Random I-Tunes Song of The Moment: Passion of The Opera by Nightwish
Unbelievalope Review
Three envelopes, a whole bunch of streaming videos, $40 bucks and one Unbelievalope Review! Is it gem or is it rubble? Stay tuned to find out.
Effect
The effects possible with this gimmick are many-fold. The basic idea, however, is that you have a card (or prediction) in clear view from the beginning of the trick/your show. A card is selected and signed. Then the card in the envelope is cleanly removed by you and shown to be the signed card. A variation is that you can have a folded piece of paper in the envelope that clearly shows some writing on it. Then the audience makes several decisions (e.g., Make, Model and year of a car). The envelope is opened, and the prediction is removed to show/prove that you knew what the audience would decide (i.e., confabulation).
Method
The envelope, as pointed out in the ad copy is a switching device. It allows you to show something in plain sight and secretly switch it for something else. The envelopes supplied require a 5 minute one-time modification to get them ready for performance. Also, the streaming videos included show you how to gimmick a standard USPS Priority Mail Window Envelope (shown below).
Once the envelope is gimmicked, it's ready to go and can be used at any time. The operation of the gimmick is super easy and within the grasp of any skill level. It's practical and works in both platform and close up settings.
Ad Copy Integrity
The ad copy is very accurate. It very clearly tells you exactly what you're getting. There is no reason why anyone would not know what they are purchasing based on the ad copy. There's no added hype, and it describes exactly what the product is.
Unbelievalope Review: Product Quality
The supplied Unbelievalopes are very sturdy and should last a very long time, especially with the tips Jeff Kaylor gives for preserving them. Further, the instructions (a bunch of streaming videos) are very detailed and cover everything you could possibly need to know. The audio and video quality are just fine, and each video is short and direct and to the point. You can choose which video(s) you want to watch when.
Final Thoughts
The bottom line on this one is simple. If you need a way to clearly and cleanly switch out a playing card sized object in full view of your spectator's, this is it. It's inexpensive, and you'll never need to buy refills if you make your own out of the USPS Priority Mail envelopes.

■ Supplied information
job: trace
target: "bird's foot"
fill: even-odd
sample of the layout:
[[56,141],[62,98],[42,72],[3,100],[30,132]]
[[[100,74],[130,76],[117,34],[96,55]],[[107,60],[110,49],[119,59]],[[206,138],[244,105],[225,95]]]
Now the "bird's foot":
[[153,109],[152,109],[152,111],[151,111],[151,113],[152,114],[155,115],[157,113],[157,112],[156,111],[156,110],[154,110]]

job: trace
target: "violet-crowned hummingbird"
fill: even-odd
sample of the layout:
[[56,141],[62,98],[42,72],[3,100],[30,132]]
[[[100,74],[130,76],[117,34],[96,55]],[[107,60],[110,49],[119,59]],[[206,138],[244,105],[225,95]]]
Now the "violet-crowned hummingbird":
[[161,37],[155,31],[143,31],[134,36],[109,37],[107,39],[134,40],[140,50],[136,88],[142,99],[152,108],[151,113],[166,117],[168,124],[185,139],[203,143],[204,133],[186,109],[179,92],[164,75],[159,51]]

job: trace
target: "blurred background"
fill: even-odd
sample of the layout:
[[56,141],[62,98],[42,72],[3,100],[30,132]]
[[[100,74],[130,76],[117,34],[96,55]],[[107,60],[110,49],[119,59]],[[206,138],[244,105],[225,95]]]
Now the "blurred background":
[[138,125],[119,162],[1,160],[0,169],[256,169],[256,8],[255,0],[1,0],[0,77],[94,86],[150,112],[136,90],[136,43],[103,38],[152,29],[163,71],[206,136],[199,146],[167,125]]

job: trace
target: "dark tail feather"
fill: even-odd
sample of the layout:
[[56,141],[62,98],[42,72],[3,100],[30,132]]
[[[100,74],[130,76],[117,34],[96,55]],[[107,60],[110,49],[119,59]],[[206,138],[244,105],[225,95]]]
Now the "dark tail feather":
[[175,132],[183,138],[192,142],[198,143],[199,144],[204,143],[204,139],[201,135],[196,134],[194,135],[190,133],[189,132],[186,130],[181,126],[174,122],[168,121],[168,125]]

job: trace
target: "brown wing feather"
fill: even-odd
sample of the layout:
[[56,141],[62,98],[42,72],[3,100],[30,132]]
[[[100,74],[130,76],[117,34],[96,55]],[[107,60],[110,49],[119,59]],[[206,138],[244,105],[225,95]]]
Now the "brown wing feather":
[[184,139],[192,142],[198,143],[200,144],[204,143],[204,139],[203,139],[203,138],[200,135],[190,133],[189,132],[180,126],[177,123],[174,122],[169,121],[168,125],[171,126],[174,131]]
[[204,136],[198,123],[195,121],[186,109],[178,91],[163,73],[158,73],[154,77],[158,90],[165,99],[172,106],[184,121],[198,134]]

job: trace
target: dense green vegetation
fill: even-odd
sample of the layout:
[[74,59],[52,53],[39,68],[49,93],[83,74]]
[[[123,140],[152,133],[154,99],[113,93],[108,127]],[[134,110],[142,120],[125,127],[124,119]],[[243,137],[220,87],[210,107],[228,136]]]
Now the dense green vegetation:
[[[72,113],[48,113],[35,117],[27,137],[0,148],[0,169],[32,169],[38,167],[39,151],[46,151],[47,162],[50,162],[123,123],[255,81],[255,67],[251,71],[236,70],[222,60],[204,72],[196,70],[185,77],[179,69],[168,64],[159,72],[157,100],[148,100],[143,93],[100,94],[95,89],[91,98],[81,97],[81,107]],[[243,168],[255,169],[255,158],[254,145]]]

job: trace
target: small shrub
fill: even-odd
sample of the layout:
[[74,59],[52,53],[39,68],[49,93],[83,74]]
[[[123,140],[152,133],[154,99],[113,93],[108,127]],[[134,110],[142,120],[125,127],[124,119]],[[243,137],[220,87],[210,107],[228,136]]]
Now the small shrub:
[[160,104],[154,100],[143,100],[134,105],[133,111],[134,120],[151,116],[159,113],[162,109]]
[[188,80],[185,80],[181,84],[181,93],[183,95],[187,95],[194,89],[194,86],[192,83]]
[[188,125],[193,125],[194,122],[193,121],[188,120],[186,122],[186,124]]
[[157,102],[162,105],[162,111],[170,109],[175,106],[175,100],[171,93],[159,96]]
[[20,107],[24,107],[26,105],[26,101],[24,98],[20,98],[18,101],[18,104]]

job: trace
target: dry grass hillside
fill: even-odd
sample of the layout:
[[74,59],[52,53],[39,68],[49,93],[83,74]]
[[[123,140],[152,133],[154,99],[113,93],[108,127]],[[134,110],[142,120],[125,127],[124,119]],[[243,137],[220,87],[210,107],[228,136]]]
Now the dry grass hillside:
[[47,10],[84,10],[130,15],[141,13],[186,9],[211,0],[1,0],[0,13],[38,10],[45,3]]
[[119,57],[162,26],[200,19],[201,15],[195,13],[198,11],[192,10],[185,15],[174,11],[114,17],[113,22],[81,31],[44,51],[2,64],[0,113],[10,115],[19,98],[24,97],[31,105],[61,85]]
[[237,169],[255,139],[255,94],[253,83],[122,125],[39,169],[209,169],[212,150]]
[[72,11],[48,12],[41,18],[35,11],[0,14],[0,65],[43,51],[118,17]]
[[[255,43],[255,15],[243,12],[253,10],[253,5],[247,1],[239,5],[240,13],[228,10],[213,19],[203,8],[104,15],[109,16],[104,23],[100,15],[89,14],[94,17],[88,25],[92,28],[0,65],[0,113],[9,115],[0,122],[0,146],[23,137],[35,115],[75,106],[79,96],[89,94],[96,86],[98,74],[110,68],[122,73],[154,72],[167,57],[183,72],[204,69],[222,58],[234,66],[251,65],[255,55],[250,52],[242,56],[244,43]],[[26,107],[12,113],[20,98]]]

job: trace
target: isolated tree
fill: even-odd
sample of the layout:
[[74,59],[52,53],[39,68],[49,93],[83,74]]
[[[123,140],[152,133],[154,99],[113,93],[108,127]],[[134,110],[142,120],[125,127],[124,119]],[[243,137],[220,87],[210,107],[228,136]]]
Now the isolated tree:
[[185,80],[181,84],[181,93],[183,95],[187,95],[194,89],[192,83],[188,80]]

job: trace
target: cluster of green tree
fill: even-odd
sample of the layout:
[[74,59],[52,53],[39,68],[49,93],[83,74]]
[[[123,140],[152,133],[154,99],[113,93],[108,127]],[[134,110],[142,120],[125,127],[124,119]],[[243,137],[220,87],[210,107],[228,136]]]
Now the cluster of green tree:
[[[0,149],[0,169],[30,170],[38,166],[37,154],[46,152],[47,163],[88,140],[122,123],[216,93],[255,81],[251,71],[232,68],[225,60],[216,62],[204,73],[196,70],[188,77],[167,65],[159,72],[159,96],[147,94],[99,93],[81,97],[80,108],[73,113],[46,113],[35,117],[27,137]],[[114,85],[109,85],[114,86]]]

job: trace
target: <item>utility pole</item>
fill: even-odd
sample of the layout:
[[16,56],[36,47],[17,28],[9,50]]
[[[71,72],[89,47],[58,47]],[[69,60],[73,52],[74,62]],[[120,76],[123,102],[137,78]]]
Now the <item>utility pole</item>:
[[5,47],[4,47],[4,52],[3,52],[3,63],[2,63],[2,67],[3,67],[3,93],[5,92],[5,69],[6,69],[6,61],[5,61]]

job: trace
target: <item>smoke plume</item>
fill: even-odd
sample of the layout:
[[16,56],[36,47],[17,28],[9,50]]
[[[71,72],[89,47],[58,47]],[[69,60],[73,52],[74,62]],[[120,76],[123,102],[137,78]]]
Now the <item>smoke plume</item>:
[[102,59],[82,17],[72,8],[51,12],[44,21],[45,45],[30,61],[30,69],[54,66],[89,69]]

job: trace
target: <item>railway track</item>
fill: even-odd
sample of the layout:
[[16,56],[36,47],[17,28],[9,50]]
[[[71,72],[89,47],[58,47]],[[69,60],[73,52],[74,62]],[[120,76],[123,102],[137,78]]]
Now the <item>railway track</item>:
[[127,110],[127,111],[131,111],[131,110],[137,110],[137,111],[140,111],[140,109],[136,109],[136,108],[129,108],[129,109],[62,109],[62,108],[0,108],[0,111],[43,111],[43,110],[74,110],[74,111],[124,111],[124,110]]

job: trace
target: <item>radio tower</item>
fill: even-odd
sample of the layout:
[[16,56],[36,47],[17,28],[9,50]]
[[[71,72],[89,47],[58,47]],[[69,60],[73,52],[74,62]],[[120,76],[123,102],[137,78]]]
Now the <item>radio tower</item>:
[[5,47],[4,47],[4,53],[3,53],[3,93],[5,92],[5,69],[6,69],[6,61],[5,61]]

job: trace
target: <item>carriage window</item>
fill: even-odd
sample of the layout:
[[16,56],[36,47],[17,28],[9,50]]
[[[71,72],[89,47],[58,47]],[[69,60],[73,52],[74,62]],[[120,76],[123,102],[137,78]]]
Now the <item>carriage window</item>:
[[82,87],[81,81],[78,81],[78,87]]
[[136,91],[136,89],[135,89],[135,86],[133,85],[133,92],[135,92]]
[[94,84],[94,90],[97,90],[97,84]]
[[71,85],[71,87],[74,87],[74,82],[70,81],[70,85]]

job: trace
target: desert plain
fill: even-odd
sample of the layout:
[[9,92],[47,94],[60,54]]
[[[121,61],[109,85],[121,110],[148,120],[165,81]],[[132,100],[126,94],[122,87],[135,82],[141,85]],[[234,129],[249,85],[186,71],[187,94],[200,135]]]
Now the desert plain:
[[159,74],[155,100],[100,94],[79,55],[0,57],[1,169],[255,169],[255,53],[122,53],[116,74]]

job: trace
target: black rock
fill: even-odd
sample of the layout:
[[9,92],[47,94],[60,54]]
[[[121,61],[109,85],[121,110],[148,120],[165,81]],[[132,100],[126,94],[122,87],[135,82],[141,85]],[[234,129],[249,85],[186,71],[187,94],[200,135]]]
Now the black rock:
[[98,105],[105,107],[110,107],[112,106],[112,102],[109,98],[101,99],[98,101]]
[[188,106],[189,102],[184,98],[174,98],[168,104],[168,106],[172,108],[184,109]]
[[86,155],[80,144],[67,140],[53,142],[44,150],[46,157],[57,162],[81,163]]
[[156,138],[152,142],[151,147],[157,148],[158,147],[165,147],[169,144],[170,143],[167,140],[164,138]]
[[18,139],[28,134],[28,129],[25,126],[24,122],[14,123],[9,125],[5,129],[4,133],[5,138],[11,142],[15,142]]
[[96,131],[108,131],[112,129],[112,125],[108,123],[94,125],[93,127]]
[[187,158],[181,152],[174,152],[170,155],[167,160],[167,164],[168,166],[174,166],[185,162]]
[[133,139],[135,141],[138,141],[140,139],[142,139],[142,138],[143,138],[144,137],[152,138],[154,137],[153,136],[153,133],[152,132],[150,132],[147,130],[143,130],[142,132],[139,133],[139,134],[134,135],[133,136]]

■ Given instruction
Continue the review of the Unbelievalope envelope gimmick past its last sentence. The material isn't needed for this.

■ Response to the task
Final Verdict:
5 Stars with a Stone Status of GEM!
Available at your Favorite Magic Dealer. Dealer's see Murphy's Magic For Details.
66 Comments
i wish i had an envelope tonight lol
@Joseph – As my dad used to say, “Wish in one hand; spit in the other . . . see which one fills up faster.” 🙂
There once was a review of Unbelievalope.
Jeff announced a fun contest that gave us hope,
So I wrote a limerick for him.
Even though the chances were slim
That I’d come away not looking like a giant dope.
@Mark – Thanks for the entries. Both made me smile. 🙂
On New Year’s Day Jeffro came up with a contest,
And I magically approached this just like a test.
I sent some mental thoughts his way
And tried very hard to sway
His mind to send me magic’s very best.
lol
I went out to do card to anywhere
So I prepared an orange with care
I was feeling quite slick
But when I performed the trick
They insisted on choosing a pear.
@Billy – Very funny brother. I love it. Thanks for sharing.
I choose grapes im lazy
A Musing on the Purchase of Magic Reviewed by Jeff Stone
Five Stars? – From the dealers go pluck it!
Past our wives we have then oft snuck it.
But when it comes to Sans Minds
Their ads cause our whines:
“Jeff’s Obscenity Ban: We must chuck it.”
@Emory – Good to see you again brother. Thanks for the Limerick. 🙂
For the review and contest my brain was spinning,
That Jeff gave chance to a fare vote winning.
Predictions were made and cards were shuffled,
All this tension my mind went buffled.
But all the wonder of what my be,
Left one envelope sealed with a question.
Is it me?
There once was a man named Stone
Who reviewed Magic but wasn’t alone
His advice is supreme
The others can dream
Without him real reviews would be unknown.
There was a young magi from Spain
from staring he could not refrain
He was gazing for days
in dour, somber ways
He was mistaken for one David Blaine
Oh, there is so much magic we can buy,
It’s hard to learn it all, but we do try.
Soon we realize, a lot is junk,
Only to end up in a trunk.
But due to our guide, gems we do find, huzzah to the Stone Cold guy!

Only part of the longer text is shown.